(Natural-language object grounding data)
━━━━━━━━━━━━━━━━━━━━
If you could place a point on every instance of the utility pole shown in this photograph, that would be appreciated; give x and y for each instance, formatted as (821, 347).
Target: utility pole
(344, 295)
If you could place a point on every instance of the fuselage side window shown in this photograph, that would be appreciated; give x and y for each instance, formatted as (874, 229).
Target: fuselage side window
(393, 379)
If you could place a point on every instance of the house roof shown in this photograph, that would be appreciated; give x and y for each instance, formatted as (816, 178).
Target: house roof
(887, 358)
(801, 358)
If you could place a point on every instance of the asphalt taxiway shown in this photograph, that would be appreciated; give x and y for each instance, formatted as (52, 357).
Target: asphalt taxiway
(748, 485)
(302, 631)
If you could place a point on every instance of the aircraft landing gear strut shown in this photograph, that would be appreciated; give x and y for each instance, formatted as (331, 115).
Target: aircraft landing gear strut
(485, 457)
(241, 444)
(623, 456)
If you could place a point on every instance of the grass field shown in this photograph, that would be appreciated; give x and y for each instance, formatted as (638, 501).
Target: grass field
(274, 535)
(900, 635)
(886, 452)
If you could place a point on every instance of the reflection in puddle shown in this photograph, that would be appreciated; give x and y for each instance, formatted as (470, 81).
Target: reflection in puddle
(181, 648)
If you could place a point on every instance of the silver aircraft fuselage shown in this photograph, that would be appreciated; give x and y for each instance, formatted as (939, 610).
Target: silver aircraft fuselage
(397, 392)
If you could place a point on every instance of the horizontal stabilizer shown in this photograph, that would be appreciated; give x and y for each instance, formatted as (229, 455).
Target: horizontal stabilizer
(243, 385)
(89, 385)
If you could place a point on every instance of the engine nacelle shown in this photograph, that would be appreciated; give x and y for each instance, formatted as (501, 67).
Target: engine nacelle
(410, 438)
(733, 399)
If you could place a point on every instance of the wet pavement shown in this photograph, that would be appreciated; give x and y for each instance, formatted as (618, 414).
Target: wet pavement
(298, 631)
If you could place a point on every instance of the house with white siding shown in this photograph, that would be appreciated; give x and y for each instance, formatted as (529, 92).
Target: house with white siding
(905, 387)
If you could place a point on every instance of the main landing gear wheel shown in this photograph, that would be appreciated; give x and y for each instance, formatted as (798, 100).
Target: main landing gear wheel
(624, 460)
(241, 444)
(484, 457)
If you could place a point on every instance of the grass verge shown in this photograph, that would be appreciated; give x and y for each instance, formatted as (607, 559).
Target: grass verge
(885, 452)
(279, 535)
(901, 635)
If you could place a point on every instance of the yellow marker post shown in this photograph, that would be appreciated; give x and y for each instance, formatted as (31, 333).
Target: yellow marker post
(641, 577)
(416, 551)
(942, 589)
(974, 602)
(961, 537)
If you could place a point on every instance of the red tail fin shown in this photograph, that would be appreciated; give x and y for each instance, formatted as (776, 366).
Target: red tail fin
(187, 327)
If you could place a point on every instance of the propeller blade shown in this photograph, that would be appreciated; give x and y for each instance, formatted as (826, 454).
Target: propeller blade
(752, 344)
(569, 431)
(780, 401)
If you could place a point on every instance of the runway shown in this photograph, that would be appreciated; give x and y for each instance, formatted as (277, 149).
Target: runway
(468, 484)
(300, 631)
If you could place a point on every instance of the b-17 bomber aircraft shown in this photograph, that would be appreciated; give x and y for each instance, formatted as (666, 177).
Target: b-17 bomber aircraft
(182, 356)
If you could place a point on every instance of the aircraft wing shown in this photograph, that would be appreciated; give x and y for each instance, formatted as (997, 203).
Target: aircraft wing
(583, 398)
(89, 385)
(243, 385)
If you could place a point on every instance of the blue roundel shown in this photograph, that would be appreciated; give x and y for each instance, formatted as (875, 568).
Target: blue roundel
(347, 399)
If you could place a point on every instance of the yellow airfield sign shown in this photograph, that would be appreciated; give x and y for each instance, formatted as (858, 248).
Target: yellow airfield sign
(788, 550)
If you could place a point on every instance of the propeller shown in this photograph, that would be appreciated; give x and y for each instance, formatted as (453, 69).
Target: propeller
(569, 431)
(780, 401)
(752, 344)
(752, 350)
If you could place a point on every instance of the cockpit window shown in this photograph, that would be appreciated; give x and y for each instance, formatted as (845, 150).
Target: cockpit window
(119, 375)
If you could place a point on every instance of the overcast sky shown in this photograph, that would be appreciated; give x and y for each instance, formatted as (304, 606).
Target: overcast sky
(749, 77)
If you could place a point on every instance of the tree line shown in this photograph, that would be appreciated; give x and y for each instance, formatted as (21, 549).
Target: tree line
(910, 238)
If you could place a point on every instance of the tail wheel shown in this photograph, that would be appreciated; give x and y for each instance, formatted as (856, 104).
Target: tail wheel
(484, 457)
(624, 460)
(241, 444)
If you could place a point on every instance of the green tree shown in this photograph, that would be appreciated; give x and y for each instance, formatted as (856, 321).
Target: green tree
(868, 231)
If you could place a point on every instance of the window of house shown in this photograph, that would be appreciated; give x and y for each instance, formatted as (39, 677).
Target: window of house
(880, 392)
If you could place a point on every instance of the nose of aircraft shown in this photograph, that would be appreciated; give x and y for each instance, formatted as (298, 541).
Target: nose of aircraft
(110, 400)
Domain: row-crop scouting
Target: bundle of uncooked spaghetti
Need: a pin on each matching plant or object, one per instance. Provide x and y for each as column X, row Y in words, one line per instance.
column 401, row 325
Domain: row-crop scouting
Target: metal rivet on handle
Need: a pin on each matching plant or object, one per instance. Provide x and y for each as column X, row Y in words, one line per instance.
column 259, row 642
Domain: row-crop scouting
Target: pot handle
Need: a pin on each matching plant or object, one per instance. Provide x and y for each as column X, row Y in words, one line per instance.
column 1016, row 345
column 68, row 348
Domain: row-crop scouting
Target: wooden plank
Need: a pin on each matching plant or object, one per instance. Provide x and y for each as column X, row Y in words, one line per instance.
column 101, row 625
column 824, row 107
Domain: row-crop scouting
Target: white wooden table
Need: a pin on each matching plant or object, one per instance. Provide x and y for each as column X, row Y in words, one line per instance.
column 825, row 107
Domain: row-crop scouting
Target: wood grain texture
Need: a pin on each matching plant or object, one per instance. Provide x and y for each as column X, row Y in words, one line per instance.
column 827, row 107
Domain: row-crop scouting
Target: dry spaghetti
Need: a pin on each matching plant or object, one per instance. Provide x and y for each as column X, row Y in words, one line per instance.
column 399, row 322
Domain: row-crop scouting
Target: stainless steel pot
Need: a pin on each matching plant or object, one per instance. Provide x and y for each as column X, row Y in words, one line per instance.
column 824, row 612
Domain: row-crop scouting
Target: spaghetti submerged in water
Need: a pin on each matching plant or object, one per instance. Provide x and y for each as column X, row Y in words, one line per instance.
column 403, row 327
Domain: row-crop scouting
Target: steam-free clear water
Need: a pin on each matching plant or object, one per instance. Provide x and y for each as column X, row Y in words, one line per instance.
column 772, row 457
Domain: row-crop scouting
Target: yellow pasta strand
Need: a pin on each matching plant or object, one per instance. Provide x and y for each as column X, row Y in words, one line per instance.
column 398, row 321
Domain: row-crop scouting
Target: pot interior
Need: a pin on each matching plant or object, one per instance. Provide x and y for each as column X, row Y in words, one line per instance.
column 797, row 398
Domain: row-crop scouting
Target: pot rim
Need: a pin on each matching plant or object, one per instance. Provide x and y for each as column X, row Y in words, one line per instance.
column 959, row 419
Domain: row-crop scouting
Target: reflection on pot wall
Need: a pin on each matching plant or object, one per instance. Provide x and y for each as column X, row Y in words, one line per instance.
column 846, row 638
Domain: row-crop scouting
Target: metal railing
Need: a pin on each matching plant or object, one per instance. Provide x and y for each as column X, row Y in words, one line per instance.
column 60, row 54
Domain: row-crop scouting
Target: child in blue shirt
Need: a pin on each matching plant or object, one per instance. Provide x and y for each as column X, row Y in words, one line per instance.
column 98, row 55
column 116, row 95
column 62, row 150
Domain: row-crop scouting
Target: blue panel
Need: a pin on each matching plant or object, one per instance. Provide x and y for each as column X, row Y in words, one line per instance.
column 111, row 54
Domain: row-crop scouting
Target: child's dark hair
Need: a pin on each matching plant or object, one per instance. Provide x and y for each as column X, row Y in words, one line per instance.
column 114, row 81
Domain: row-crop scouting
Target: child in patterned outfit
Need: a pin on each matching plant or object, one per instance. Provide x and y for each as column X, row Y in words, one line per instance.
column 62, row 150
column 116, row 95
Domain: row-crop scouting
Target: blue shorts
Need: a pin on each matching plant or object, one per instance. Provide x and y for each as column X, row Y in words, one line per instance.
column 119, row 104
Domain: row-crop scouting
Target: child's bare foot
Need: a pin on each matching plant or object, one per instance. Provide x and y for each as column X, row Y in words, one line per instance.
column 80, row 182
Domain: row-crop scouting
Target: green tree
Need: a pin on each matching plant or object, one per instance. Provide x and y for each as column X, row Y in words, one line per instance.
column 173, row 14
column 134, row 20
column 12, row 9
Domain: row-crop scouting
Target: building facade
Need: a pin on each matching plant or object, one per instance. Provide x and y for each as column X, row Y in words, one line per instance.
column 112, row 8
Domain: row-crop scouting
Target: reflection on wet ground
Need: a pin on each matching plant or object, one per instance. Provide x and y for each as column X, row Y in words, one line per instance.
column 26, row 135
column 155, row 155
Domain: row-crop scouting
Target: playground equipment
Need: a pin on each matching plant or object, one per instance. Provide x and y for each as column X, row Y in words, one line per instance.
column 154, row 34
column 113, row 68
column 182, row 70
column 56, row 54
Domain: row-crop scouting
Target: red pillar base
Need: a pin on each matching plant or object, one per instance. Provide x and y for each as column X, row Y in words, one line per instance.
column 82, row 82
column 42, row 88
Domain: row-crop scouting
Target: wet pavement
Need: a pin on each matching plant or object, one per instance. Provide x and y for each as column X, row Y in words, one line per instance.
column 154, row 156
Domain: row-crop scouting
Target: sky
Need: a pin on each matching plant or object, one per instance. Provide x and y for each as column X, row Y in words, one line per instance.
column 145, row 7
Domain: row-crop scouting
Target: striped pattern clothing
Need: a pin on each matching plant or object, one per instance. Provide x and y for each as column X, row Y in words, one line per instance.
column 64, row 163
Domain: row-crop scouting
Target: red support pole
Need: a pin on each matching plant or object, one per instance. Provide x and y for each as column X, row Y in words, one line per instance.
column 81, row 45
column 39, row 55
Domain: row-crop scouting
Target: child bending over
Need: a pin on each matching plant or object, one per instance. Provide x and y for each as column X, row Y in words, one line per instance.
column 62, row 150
━━━━━━━━━━━━━━━━━━━━
## Task to complete
On how many lines of the data does the word "spaghetti" appear? Reply with the number alone.

## Answer space
3